• EXERCISE: Please find every line in the rows below that contains the word "tree", and copy each of those lines in full.
----
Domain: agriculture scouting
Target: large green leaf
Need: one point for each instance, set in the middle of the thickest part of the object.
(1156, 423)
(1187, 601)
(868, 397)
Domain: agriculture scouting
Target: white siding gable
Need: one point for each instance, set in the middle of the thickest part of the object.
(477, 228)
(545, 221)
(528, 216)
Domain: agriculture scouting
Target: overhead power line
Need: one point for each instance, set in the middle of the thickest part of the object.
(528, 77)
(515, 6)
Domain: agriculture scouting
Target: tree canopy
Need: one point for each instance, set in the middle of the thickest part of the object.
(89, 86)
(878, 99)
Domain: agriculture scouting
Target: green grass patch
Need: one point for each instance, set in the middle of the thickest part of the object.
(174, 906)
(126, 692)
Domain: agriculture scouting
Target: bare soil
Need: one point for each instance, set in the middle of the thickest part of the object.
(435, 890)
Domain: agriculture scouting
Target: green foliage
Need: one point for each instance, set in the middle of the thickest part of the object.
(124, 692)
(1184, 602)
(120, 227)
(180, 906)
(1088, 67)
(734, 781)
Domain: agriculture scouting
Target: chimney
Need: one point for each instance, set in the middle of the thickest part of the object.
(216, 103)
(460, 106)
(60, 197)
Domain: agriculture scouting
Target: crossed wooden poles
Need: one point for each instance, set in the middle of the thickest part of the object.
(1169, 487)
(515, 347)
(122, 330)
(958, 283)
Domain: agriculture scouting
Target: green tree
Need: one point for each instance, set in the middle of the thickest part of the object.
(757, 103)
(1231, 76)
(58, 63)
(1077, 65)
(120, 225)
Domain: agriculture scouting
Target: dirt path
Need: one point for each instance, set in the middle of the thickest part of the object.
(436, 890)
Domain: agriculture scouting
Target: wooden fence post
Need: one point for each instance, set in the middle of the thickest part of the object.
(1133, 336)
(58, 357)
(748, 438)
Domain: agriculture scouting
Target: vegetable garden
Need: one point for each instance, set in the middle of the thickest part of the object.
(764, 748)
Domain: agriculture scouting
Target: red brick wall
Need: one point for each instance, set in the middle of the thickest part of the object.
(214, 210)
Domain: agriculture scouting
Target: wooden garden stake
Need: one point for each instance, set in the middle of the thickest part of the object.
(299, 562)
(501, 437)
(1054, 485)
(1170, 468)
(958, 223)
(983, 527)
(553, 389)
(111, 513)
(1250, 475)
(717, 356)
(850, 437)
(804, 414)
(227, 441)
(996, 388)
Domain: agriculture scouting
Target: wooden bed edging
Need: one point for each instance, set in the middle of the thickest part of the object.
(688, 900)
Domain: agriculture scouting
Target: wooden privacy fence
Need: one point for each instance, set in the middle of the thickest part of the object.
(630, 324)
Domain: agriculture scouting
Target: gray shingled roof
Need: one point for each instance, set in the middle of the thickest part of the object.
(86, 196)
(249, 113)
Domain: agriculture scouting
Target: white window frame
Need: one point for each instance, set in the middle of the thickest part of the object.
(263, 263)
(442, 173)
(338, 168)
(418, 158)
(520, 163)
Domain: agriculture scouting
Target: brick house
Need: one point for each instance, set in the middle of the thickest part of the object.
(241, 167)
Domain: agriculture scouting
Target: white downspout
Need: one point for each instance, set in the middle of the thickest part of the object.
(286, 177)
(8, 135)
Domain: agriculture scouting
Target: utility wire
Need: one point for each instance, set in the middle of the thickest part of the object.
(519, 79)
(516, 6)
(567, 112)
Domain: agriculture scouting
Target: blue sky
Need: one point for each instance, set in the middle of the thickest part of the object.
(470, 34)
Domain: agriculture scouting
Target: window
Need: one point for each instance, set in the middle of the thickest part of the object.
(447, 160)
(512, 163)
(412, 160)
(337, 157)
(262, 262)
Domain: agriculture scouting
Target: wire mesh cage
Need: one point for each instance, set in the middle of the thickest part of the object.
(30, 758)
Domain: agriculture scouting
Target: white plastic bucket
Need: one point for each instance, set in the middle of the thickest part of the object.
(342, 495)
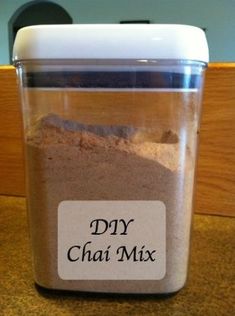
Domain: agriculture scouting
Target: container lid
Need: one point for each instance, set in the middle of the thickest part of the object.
(111, 41)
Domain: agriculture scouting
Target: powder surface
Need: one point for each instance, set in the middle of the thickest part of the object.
(68, 160)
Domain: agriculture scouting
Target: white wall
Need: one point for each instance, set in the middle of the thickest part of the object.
(218, 16)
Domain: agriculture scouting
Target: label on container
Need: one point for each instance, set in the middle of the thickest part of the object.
(111, 240)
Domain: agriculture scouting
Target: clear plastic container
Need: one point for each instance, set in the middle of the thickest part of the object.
(111, 120)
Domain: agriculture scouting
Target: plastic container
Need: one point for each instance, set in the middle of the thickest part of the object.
(111, 120)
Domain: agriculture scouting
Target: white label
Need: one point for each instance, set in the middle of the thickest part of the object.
(111, 240)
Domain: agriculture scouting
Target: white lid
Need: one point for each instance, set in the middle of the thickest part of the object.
(111, 41)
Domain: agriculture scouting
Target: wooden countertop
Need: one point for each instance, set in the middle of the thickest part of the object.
(209, 291)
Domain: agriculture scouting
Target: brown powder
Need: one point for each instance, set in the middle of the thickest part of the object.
(67, 160)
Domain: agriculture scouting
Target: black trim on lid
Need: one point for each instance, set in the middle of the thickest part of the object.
(108, 79)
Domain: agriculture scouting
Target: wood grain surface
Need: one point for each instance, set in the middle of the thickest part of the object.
(215, 187)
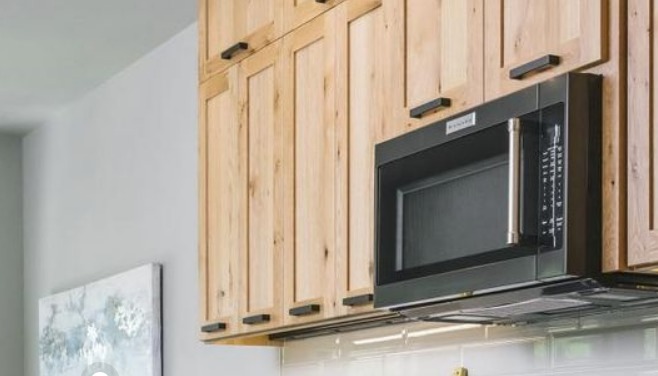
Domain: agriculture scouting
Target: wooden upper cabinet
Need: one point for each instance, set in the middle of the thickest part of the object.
(534, 40)
(298, 12)
(222, 202)
(230, 30)
(642, 130)
(364, 118)
(308, 60)
(268, 190)
(437, 57)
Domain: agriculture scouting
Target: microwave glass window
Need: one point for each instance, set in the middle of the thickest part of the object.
(457, 213)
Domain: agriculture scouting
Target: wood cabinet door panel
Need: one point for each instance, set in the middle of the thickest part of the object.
(309, 97)
(642, 134)
(268, 181)
(364, 118)
(298, 12)
(222, 200)
(224, 23)
(442, 55)
(520, 31)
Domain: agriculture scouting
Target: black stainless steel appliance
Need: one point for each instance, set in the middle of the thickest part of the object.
(494, 215)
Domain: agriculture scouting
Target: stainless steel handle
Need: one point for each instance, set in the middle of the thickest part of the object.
(513, 232)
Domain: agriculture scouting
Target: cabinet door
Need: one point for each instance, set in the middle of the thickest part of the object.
(440, 69)
(309, 100)
(224, 24)
(642, 133)
(222, 202)
(298, 12)
(521, 34)
(269, 187)
(364, 118)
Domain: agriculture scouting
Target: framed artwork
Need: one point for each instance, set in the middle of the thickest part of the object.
(111, 327)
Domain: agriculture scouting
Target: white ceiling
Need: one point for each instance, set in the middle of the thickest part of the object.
(53, 51)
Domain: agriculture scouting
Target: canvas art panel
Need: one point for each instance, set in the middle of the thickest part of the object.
(110, 327)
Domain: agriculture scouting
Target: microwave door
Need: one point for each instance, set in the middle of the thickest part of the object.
(460, 205)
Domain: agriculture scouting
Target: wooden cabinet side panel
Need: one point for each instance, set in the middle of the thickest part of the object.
(642, 49)
(614, 107)
(222, 199)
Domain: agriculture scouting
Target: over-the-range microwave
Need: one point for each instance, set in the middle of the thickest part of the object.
(494, 215)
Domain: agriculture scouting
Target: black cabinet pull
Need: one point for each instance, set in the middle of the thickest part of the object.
(211, 328)
(537, 65)
(431, 106)
(256, 319)
(229, 52)
(304, 310)
(358, 300)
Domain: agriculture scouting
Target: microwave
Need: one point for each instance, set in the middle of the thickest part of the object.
(494, 214)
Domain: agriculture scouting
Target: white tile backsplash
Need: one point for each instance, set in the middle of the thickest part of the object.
(605, 345)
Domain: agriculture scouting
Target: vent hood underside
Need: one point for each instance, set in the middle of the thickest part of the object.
(562, 299)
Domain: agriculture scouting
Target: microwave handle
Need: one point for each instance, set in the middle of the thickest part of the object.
(513, 232)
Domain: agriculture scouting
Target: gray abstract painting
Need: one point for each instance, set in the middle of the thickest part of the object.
(111, 327)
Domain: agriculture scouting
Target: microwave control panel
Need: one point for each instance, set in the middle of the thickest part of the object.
(551, 211)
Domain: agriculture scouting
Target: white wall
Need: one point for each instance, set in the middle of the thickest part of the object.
(110, 184)
(11, 257)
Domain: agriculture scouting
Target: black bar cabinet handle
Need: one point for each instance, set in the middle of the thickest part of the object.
(304, 310)
(358, 300)
(431, 106)
(234, 49)
(256, 319)
(537, 65)
(211, 328)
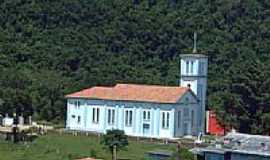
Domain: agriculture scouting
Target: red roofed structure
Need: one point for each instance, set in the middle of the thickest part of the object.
(133, 92)
(145, 110)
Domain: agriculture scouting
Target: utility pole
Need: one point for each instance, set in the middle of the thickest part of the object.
(114, 152)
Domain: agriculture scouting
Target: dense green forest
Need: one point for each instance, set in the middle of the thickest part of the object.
(49, 48)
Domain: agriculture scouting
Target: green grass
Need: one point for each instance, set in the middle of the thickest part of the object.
(66, 147)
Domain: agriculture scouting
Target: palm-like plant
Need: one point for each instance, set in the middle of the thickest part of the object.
(114, 140)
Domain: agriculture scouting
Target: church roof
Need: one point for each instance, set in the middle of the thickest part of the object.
(133, 92)
(193, 55)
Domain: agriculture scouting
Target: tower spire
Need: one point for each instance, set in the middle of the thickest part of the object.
(195, 43)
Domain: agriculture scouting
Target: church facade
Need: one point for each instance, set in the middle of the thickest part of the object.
(144, 110)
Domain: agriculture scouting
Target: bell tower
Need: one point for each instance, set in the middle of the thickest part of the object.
(193, 74)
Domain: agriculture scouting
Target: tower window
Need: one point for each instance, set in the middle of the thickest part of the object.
(165, 120)
(187, 67)
(191, 69)
(128, 118)
(95, 115)
(111, 115)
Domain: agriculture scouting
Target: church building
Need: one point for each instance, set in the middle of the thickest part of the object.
(145, 110)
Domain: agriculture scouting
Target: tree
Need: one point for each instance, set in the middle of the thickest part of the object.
(115, 140)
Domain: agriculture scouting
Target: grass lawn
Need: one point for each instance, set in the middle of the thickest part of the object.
(66, 147)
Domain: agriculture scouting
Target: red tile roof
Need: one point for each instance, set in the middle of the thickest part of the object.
(133, 92)
(87, 159)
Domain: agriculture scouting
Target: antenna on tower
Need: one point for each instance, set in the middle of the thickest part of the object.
(195, 43)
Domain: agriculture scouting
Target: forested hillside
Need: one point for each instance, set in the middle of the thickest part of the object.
(49, 48)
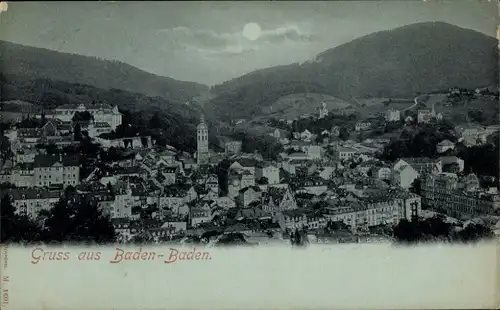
----
• IN RESPONSE:
Target: tree canopy
Target: green tree
Target: tree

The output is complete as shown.